─── Input ───
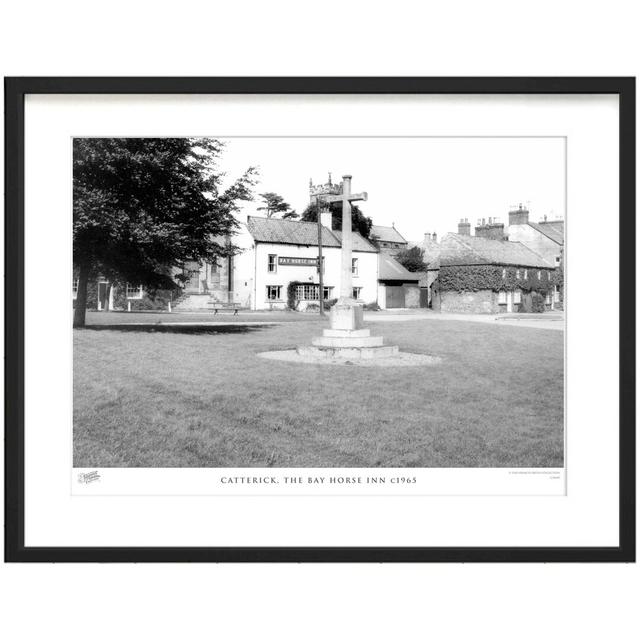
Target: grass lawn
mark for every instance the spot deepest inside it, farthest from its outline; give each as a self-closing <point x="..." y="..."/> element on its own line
<point x="153" y="399"/>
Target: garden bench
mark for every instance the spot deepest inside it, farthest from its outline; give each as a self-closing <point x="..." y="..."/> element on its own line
<point x="224" y="306"/>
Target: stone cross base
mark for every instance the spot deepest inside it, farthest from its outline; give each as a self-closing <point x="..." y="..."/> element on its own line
<point x="345" y="316"/>
<point x="347" y="338"/>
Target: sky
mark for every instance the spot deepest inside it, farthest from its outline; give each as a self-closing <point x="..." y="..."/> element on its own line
<point x="423" y="185"/>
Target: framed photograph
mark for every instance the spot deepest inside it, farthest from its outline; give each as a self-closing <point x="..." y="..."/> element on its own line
<point x="320" y="319"/>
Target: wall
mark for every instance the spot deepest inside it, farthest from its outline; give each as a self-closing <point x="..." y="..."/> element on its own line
<point x="411" y="296"/>
<point x="485" y="301"/>
<point x="367" y="277"/>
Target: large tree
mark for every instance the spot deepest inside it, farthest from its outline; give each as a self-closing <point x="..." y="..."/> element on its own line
<point x="142" y="207"/>
<point x="359" y="222"/>
<point x="274" y="203"/>
<point x="411" y="259"/>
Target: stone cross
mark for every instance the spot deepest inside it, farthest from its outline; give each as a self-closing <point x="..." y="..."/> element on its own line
<point x="346" y="197"/>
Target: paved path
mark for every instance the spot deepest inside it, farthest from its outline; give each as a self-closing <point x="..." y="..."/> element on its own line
<point x="553" y="320"/>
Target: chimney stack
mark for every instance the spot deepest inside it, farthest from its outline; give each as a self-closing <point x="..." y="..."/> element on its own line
<point x="325" y="218"/>
<point x="464" y="227"/>
<point x="519" y="215"/>
<point x="494" y="230"/>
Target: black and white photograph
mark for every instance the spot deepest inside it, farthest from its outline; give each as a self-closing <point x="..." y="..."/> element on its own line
<point x="313" y="302"/>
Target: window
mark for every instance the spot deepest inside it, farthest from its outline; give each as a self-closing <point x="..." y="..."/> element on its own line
───
Write out all of the records above line for line, leaving out the pictures.

Target: grass lawn
mark for every instance the spot deepest inside it, farthest from its outline; give each as a self-closing <point x="..." y="..."/> element on its own line
<point x="153" y="399"/>
Target: garden bench
mark for every instance the spot deepest inside it, farthest from its outline; give each as a self-closing <point x="..." y="..."/> element on its own line
<point x="224" y="306"/>
Target: stone cross base
mark for every instance the spot deepest inside it, farthest from its outline; give each as a self-closing <point x="..." y="..."/> element on its own line
<point x="345" y="316"/>
<point x="347" y="338"/>
Target: sky
mark for every instance the spot deepest inside it, farthest from its outline; give each as a self-closing <point x="..." y="..."/> element on its own line
<point x="423" y="185"/>
Target: framed photograph
mark for every instance the spot deepest inside it, farthest from its outline; give each as a self-closing <point x="..." y="..."/> element on its own line
<point x="320" y="319"/>
Target: wall
mark for every instance the spot deepest inside it, farthest from its outline; give each as a self-closing <point x="..." y="..."/> element on its own line
<point x="411" y="296"/>
<point x="485" y="301"/>
<point x="367" y="277"/>
Target: large tree
mark for every instance the spot deepest inside it, farthest from its outline; give each as a self-closing <point x="..." y="..."/> element on its own line
<point x="142" y="207"/>
<point x="359" y="222"/>
<point x="274" y="203"/>
<point x="411" y="259"/>
Target: stone cross
mark for every instance the spot deepest inside it, farthest from its outline; give each as a self-closing <point x="..." y="..."/> element on its own line
<point x="346" y="197"/>
Target: paved path
mark for every instance the spot deepest inside it, farthest from its outline; give each as a self-closing <point x="..." y="..."/> element on its own line
<point x="553" y="320"/>
Target: chimney stack
mark for every instance the spot deepest inside it, farthest from its outline; give each as a self-closing <point x="..." y="..."/> element on its own line
<point x="325" y="218"/>
<point x="464" y="227"/>
<point x="519" y="215"/>
<point x="494" y="230"/>
Target: black and white photograph
mark for every instance the spot deepest inside it, farthest from its outline; give each as a self-closing <point x="..." y="..."/> element on its own line
<point x="313" y="302"/>
Target: window
mark for every instance the spot deepest inside it, farthest from its outline; give each as a self-closing <point x="..." y="..."/> element on its own line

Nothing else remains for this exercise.